(Requirement): Starting at the line that contains "For the benchmark, point to the monkey eating", quote each line exactly through the last line of the entries, both included.

Records from a data source
▶

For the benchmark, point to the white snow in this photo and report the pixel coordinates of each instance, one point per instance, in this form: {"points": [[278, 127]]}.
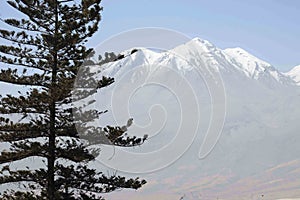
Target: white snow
{"points": [[295, 74]]}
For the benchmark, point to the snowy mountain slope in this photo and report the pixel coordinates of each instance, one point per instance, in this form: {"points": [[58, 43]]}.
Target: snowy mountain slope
{"points": [[260, 130], [294, 74]]}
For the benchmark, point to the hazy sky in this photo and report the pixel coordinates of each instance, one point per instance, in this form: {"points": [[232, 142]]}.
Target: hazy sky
{"points": [[269, 29]]}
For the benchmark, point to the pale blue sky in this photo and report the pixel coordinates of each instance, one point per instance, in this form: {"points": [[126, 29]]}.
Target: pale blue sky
{"points": [[269, 29]]}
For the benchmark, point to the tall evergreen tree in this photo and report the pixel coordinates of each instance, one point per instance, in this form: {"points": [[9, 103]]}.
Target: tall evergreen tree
{"points": [[46, 52]]}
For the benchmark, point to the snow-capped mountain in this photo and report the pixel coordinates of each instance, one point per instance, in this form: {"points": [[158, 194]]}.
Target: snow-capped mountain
{"points": [[295, 74], [234, 111]]}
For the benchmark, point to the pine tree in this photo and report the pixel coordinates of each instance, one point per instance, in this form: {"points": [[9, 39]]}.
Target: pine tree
{"points": [[46, 52]]}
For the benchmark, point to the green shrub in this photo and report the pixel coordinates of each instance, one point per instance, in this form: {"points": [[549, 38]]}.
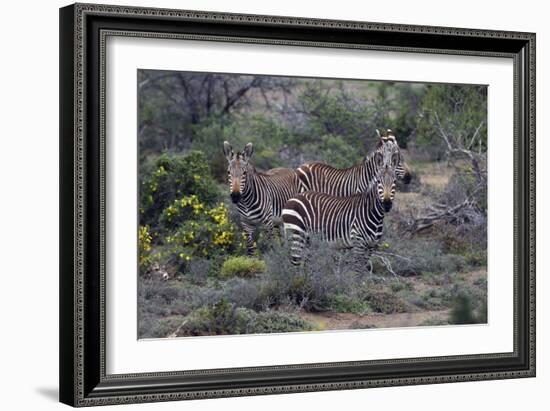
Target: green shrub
{"points": [[462, 312], [346, 304], [242, 267], [385, 302], [225, 318], [170, 177]]}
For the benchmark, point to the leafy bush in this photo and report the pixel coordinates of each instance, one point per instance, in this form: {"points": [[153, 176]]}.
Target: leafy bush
{"points": [[226, 318], [385, 302], [202, 232], [170, 177], [242, 267]]}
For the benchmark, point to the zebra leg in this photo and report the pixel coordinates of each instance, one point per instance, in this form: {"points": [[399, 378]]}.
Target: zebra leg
{"points": [[296, 239], [249, 237]]}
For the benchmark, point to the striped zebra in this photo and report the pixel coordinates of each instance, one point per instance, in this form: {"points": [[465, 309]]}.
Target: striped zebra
{"points": [[259, 196], [355, 221], [323, 178]]}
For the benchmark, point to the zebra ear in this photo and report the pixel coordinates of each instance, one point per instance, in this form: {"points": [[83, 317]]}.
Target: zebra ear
{"points": [[378, 159], [247, 152], [227, 150]]}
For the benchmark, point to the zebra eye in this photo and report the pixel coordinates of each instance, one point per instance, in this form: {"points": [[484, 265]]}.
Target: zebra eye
{"points": [[395, 159]]}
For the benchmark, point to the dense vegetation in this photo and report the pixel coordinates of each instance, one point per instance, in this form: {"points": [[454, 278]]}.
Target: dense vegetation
{"points": [[194, 277]]}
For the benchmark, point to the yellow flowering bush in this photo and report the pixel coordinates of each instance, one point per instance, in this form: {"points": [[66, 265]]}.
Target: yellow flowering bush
{"points": [[201, 231], [145, 256]]}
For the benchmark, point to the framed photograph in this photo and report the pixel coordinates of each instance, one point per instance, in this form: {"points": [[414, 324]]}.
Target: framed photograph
{"points": [[262, 204]]}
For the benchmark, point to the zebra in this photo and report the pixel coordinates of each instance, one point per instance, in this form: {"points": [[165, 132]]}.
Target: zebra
{"points": [[259, 196], [356, 221], [323, 178]]}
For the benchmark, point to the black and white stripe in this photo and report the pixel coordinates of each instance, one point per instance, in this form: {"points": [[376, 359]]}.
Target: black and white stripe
{"points": [[323, 178], [355, 221], [258, 196]]}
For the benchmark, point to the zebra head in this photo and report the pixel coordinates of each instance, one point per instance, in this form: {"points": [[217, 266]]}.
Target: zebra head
{"points": [[237, 169], [387, 160], [402, 170]]}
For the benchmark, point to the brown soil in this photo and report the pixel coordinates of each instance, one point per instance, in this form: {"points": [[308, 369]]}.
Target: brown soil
{"points": [[344, 321]]}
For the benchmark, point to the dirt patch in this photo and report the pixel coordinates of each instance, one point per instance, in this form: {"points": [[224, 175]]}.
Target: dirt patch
{"points": [[346, 321]]}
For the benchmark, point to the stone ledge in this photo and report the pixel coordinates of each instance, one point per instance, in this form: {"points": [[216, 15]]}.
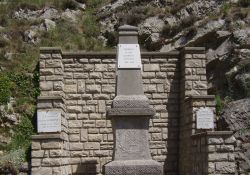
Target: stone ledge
{"points": [[213, 133], [139, 167], [50, 50], [130, 112], [194, 50], [200, 97], [46, 136], [107, 55]]}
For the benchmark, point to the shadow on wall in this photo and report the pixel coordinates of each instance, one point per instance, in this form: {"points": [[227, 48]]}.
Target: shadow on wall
{"points": [[88, 168], [172, 141]]}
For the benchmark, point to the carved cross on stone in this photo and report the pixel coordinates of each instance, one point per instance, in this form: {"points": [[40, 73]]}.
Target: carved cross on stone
{"points": [[130, 113]]}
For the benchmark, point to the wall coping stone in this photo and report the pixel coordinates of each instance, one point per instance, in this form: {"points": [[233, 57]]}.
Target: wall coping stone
{"points": [[44, 98], [213, 133], [50, 50], [200, 97], [113, 54], [47, 136]]}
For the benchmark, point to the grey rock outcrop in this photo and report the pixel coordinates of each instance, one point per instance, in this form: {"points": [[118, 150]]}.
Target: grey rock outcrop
{"points": [[237, 118], [46, 13]]}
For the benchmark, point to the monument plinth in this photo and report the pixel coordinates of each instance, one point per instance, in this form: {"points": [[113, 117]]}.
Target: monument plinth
{"points": [[130, 113]]}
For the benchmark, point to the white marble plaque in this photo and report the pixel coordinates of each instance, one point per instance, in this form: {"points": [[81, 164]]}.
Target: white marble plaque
{"points": [[205, 118], [129, 56], [48, 121]]}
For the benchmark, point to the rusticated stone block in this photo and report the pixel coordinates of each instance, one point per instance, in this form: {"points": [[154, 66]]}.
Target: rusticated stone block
{"points": [[101, 67], [151, 67], [216, 141], [84, 134], [225, 167], [55, 153], [35, 145], [51, 162], [92, 146], [193, 63], [75, 123], [74, 109], [51, 145], [70, 88], [46, 85], [218, 157], [93, 88], [95, 137], [76, 146], [54, 63], [37, 154]]}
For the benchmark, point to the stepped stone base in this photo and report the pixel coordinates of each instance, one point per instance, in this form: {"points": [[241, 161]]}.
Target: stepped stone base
{"points": [[134, 167]]}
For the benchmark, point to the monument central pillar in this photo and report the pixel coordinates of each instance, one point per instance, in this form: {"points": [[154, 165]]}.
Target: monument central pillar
{"points": [[130, 113]]}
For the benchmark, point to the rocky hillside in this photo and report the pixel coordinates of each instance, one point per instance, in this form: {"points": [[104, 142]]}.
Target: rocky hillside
{"points": [[222, 26]]}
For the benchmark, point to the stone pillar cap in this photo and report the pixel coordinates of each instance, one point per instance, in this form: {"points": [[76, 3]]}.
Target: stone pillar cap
{"points": [[128, 28]]}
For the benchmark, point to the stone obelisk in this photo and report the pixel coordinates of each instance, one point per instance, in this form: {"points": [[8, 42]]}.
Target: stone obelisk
{"points": [[130, 112]]}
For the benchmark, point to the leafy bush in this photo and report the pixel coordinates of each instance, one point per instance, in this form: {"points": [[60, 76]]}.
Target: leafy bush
{"points": [[169, 31], [5, 88], [90, 26], [244, 3], [11, 161]]}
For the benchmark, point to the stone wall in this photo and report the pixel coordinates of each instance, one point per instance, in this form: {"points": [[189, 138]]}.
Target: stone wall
{"points": [[86, 83], [200, 150], [214, 153], [82, 86]]}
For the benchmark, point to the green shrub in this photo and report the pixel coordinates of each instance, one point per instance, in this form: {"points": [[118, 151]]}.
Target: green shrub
{"points": [[169, 31], [11, 161], [90, 26], [244, 3], [5, 88]]}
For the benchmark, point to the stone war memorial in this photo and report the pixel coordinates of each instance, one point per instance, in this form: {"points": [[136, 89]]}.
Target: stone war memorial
{"points": [[128, 113]]}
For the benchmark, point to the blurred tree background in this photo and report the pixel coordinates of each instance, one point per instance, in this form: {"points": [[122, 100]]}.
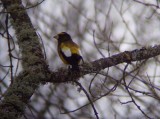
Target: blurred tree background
{"points": [[102, 28]]}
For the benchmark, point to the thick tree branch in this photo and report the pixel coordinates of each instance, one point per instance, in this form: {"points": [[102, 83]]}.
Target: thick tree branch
{"points": [[33, 63]]}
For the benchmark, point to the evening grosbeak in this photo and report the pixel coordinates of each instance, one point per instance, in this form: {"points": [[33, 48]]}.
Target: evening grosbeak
{"points": [[69, 52]]}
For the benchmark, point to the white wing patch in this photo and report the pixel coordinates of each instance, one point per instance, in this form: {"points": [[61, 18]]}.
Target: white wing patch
{"points": [[66, 51]]}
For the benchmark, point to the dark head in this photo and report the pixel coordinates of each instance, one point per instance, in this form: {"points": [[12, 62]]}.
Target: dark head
{"points": [[62, 37]]}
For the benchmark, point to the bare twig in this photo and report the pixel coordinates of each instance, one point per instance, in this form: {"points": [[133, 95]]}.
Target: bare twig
{"points": [[96, 113]]}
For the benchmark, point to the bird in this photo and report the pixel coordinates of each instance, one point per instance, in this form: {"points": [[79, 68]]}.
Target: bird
{"points": [[69, 52]]}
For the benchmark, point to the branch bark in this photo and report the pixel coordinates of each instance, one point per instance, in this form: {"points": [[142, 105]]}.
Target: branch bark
{"points": [[35, 69]]}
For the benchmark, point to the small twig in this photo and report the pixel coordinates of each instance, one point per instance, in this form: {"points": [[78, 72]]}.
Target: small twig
{"points": [[94, 41], [132, 99], [45, 56], [94, 109]]}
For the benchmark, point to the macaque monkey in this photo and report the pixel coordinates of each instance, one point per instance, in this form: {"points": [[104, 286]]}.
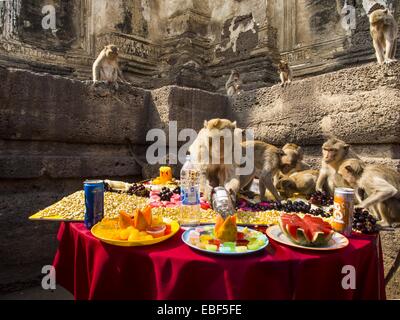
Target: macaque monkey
{"points": [[285, 73], [234, 85], [334, 152], [379, 184], [211, 157], [384, 31], [267, 163], [106, 68], [292, 160], [302, 182]]}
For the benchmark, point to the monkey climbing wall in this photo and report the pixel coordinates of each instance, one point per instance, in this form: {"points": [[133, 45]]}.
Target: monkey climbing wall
{"points": [[55, 132]]}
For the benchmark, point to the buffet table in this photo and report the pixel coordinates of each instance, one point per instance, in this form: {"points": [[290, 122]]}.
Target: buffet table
{"points": [[91, 269]]}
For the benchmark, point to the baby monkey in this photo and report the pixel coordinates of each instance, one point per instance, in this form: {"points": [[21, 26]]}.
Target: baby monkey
{"points": [[234, 84], [285, 73], [106, 68], [381, 186], [384, 31]]}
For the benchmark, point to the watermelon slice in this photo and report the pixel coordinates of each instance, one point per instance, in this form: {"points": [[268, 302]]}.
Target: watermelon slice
{"points": [[309, 231]]}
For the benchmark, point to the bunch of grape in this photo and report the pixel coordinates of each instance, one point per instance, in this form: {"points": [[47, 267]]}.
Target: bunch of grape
{"points": [[166, 194], [321, 199], [363, 221], [177, 190], [292, 206], [139, 190]]}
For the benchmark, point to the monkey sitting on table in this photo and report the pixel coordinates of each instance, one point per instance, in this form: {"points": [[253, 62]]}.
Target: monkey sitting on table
{"points": [[208, 152], [384, 31], [106, 68], [285, 73], [381, 186], [234, 85], [267, 164], [334, 152]]}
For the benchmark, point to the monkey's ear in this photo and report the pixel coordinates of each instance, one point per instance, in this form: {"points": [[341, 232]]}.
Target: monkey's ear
{"points": [[349, 169]]}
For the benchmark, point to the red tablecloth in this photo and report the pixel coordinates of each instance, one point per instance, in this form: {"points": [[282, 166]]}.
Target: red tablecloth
{"points": [[92, 269]]}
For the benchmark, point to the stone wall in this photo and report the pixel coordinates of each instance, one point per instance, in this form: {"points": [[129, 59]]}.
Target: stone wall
{"points": [[56, 132]]}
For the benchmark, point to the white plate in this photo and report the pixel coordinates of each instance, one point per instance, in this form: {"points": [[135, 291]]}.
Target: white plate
{"points": [[338, 240], [185, 239]]}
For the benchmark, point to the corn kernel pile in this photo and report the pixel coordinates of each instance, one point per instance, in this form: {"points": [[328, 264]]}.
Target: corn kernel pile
{"points": [[72, 207]]}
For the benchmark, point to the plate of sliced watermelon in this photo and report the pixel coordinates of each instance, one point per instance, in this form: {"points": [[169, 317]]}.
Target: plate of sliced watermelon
{"points": [[307, 232]]}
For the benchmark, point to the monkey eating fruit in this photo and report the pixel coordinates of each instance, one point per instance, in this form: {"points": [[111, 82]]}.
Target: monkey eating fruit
{"points": [[377, 189]]}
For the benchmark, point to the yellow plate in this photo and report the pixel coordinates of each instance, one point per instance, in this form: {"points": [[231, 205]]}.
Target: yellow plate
{"points": [[97, 232]]}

◀

(Finished answer):
For the benchmark, point to the monkey eating fruit in this photo and report the pixel coordinates of each instance, one point per instance, in this form: {"points": [[111, 82]]}.
Target: monkey eating fruit
{"points": [[377, 189]]}
For the benchmark, point to the yellow plate in this photo and report the pixel coordinates of each instance, one point per instance, in this form: {"points": [[231, 205]]}.
Target: yellow plate
{"points": [[97, 232]]}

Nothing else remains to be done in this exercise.